Problem to work on → Return all entries precisely as they stand, without the images.

Data in this exercise →
- - - - - - -

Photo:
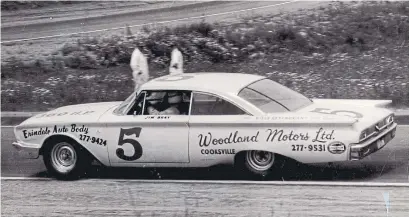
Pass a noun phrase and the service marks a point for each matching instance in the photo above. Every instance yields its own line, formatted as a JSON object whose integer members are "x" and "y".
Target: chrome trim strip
{"x": 27, "y": 151}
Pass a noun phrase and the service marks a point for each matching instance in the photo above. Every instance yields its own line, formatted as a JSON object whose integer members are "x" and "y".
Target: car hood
{"x": 80, "y": 113}
{"x": 362, "y": 112}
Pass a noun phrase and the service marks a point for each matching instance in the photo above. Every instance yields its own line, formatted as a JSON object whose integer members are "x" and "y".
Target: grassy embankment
{"x": 336, "y": 52}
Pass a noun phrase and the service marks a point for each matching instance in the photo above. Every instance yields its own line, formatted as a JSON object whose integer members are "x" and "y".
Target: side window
{"x": 137, "y": 106}
{"x": 167, "y": 102}
{"x": 206, "y": 104}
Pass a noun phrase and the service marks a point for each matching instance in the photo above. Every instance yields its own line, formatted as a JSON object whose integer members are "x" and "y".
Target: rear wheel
{"x": 66, "y": 160}
{"x": 259, "y": 164}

- - - - - - -

Solution for this exercise →
Photo:
Pass a noun phrase and the service marks a point for each matching instance in the photo above. Every instance yields its own line, formatted as a JSON object whose integer members are "x" and "y".
Target: chrome trim strip
{"x": 27, "y": 151}
Pass a noun phrase and the service marks a point for each matching instance in the photo above. Every instance yields its own line, formatted as a JSON object whose integer members are "x" and "y".
Target: car hood
{"x": 80, "y": 113}
{"x": 362, "y": 112}
Pass a noun phrase and the service marks a point for each matching instance in the photo above. Every instance yields its own line, formatted as a JSON object whose integer members are "x" and "y".
Target: grassy embankment
{"x": 336, "y": 52}
Pass a noun phrase and the service marks a point for each matching instance in the photo above. Every instance yields its own line, formatted as a JSON object whose integer members are "x" and "y".
Target: side window
{"x": 137, "y": 106}
{"x": 167, "y": 102}
{"x": 206, "y": 104}
Pass a noun phrase and the service marks a point for each matching instance in the photo above. Every instance yields its own line, formatted as a JSON object whose integer members are "x" and "y".
Target: rear wheel
{"x": 66, "y": 160}
{"x": 259, "y": 164}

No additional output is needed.